START RECORD EXCERPTS
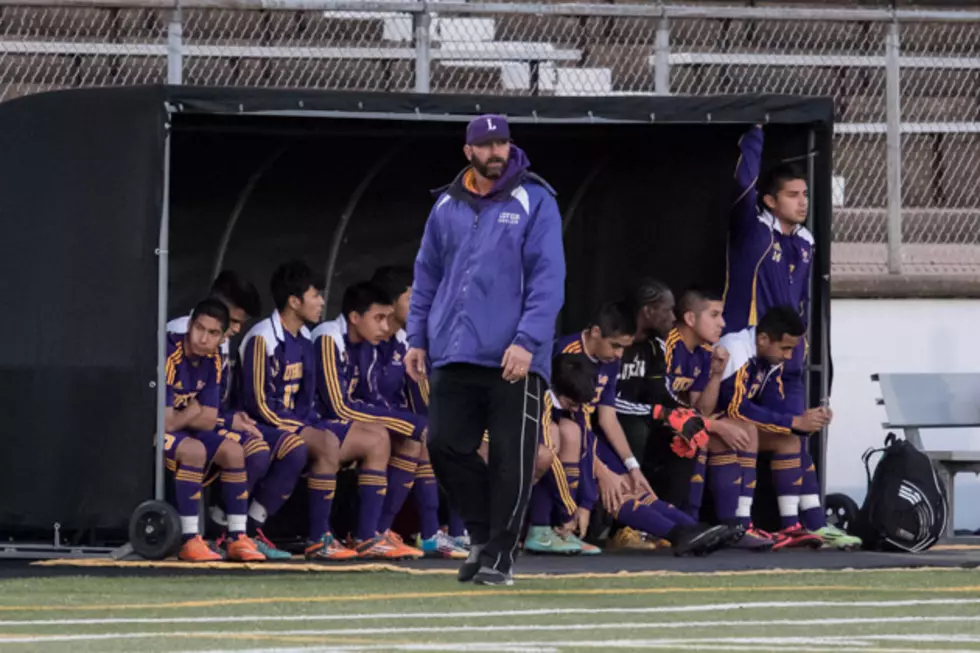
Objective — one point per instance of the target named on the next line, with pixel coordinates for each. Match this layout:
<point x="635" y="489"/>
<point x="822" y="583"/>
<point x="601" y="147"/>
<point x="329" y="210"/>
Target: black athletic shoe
<point x="471" y="566"/>
<point x="490" y="576"/>
<point x="699" y="539"/>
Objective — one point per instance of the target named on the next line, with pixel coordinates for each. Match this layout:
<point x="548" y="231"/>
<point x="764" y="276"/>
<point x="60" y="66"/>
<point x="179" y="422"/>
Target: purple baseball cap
<point x="488" y="127"/>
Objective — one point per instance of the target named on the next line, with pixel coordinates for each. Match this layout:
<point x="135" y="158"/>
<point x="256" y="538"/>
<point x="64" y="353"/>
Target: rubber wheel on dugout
<point x="841" y="511"/>
<point x="154" y="530"/>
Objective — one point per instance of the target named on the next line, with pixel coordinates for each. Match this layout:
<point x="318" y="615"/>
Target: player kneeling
<point x="603" y="474"/>
<point x="191" y="442"/>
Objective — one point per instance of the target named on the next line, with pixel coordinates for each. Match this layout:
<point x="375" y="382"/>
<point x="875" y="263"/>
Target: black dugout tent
<point x="120" y="204"/>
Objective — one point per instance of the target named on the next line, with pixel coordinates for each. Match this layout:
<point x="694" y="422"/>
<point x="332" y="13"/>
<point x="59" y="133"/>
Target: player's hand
<point x="811" y="420"/>
<point x="516" y="363"/>
<point x="719" y="359"/>
<point x="415" y="363"/>
<point x="731" y="434"/>
<point x="639" y="483"/>
<point x="613" y="489"/>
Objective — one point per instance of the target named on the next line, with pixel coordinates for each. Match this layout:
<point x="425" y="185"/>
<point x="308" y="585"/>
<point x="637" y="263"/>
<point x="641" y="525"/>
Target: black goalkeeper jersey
<point x="642" y="380"/>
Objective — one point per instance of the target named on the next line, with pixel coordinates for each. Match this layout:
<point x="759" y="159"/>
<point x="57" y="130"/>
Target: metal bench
<point x="934" y="401"/>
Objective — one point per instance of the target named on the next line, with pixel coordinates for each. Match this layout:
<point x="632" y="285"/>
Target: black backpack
<point x="906" y="508"/>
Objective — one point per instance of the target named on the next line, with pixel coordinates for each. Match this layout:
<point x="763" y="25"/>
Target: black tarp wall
<point x="82" y="173"/>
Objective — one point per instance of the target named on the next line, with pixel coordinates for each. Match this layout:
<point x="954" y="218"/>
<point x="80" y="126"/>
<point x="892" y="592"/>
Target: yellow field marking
<point x="471" y="593"/>
<point x="295" y="639"/>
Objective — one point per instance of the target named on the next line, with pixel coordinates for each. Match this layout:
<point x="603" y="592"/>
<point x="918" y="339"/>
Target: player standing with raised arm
<point x="770" y="254"/>
<point x="489" y="283"/>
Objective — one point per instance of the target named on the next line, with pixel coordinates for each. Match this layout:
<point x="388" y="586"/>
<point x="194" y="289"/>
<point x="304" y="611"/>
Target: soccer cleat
END RECORD EXCERPTS
- TASK DETAILS
What you output should match the records line for line, minus the pictures.

- TASK RESULT
Objective — one point per instance of the target named on the next line, with pixel coordinates for each. Match this layout:
<point x="635" y="489"/>
<point x="822" y="583"/>
<point x="601" y="147"/>
<point x="329" y="210"/>
Target: black athletic shoe
<point x="471" y="566"/>
<point x="490" y="576"/>
<point x="699" y="539"/>
Objective — one point per instance of the target named on the next line, with pixel coordinates for each. Match this layout:
<point x="548" y="231"/>
<point x="764" y="276"/>
<point x="60" y="66"/>
<point x="179" y="422"/>
Target: purple baseball cap
<point x="488" y="127"/>
Objective — one point per instance of the target named on the next line, with pixel coordinates for each. Match this layout:
<point x="135" y="158"/>
<point x="256" y="538"/>
<point x="64" y="353"/>
Target: rubber wheel on dugout
<point x="841" y="511"/>
<point x="154" y="530"/>
Objective — one point per instance of the target named on the next line, with pixel coordinates for each. Match this layout:
<point x="318" y="615"/>
Target: player kneeling
<point x="603" y="474"/>
<point x="191" y="442"/>
Objective — one point per instance of the target named on the next line, with pixel coordinates for each. Match this layout:
<point x="375" y="382"/>
<point x="875" y="263"/>
Target: black dugout tent
<point x="120" y="204"/>
Objective — one point per instance of the target named on the next line, with pixel coordinates for each. Match this layout:
<point x="694" y="422"/>
<point x="332" y="13"/>
<point x="59" y="133"/>
Target: player's hand
<point x="811" y="420"/>
<point x="516" y="363"/>
<point x="719" y="359"/>
<point x="415" y="363"/>
<point x="731" y="434"/>
<point x="639" y="483"/>
<point x="613" y="489"/>
Objective — one point per instance of the target named on the next line, with pixel coordinates for each. Match this layout:
<point x="425" y="185"/>
<point x="308" y="585"/>
<point x="637" y="263"/>
<point x="641" y="525"/>
Target: black goalkeeper jersey
<point x="642" y="380"/>
Objective — one point per instance of the target named on the next line, with pixel coordinates for each. Match this layout:
<point x="759" y="159"/>
<point x="57" y="130"/>
Target: metal bench
<point x="934" y="401"/>
Objective — one point per instance of the target named on the next line, with pixel coordinates for each. Match this layout:
<point x="632" y="285"/>
Target: black backpack
<point x="906" y="508"/>
Objective — one point per instance of the target named on the next line, with pixel coordinates for each. Match this layout:
<point x="763" y="25"/>
Target: black tarp wall
<point x="82" y="173"/>
Objective — one point per instance of the target named on the next line, with pixel coordinates for each. Match this layout:
<point x="954" y="218"/>
<point x="80" y="126"/>
<point x="892" y="592"/>
Target: yellow field marking
<point x="471" y="593"/>
<point x="295" y="639"/>
Objective — one point per instance of the target named on the next line, with pixel coordinates for each. Match this layout:
<point x="603" y="592"/>
<point x="918" y="339"/>
Target: player standing with raised arm
<point x="770" y="254"/>
<point x="489" y="283"/>
Objective — one point per instance of the target named on the next line, with pixel coordinates for each. Match this layout:
<point x="388" y="586"/>
<point x="194" y="289"/>
<point x="304" y="611"/>
Target: soccer cleat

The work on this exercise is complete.